SOURCE DOCUMENT ▸

Summer Interlude (1951)/Summer With Monika
(1953/Ingmar Bergman/Criterion Blu-rays)
Picture:
A Sound: B+ Extras: D/B+ Films: A
Too often exciting, controversial, or subversive films
that inspire new modes of creation and viewership become, after decades of
adoring adulation and intertextual quotation, white elephants bloated by their
reputations. Ingmar Bergman's films have
certainly befallen this fate. The Seventh Seal, for example, has been
so quoted, parodied, and picked clean that it's nearly impossible to watch
today solely for its beauty and solemnity — we're too busy ticking off moments
of pop culture metastasization.
Bergman's
Summer Interlude, from 1951, and Summer with Monika, from 1953, were
turning points for the filmmaker that earned their cineaste bonafides by doing
nothing less than inspiring the French New Wave. (In 1958, Jean-Luc Godard, writing in the
publication Arts, called Ingmar Bergman's 1951 film Summer Interlude "the most beautiful of films.") But
unlike Important films such as The
Seventh Seal and Wild Strawberries,
Summer Interlude and Summer with Monika aren't as well known
and, for far too long, have been unavailable or unseen in their original cuts.

[Position identification data]
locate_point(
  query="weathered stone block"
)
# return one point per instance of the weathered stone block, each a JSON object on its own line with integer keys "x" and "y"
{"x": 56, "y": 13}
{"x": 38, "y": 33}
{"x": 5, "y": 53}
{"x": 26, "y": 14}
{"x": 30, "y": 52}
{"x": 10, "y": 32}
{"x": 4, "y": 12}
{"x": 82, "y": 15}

GIVEN EXERCISE 1 ▸
According to the Bergman review, in which publication did Jean-Luc Godard write about Summer Interlude in 1958?
GIVEN EXERCISE 2 ▸
From the Bergman review, quote the passage starting at "Summer Interlude (1951)/Summer" and ending at "pop culture metastasization.".

FULL ANSWER 1 ▸
Arts

FULL ANSWER 2 ▸
Summer Interlude (1951)/Summer With Monika
(1953/Ingmar Bergman/Criterion Blu-rays)
Picture:
A Sound: B+ Extras: D/B+ Films: A
Too often exciting, controversial, or subversive films
that inspire new modes of creation and viewership become, after decades of
adoring adulation and intertextual quotation, white elephants bloated by their
reputations. Ingmar Bergman's films have
certainly befallen this fate. The Seventh Seal, for example, has been
so quoted, parodied, and picked clean that it's nearly impossible to watch
today solely for its beauty and solemnity — we're too busy ticking off moments
of pop culture metastasization.